◆ **Aim of the exercise**
Transcribe, exactly and in full, every record shown below, while omitting its images.

++++ Exercise material

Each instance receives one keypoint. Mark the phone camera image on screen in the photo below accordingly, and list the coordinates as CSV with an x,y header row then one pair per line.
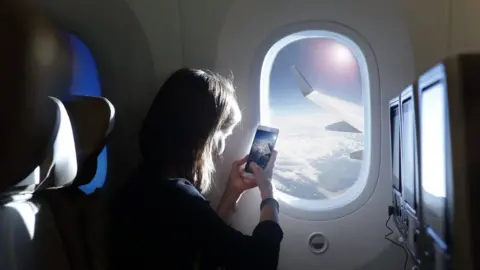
x,y
262,148
433,158
395,133
408,153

++++++++

◆ **Solved problem**
Each instance receives one keypoint. Mark the phone camera image on screen in the photo below accordingly, and list the coordinates as CSV with an x,y header row then one pair per line.
x,y
262,148
433,158
395,133
408,153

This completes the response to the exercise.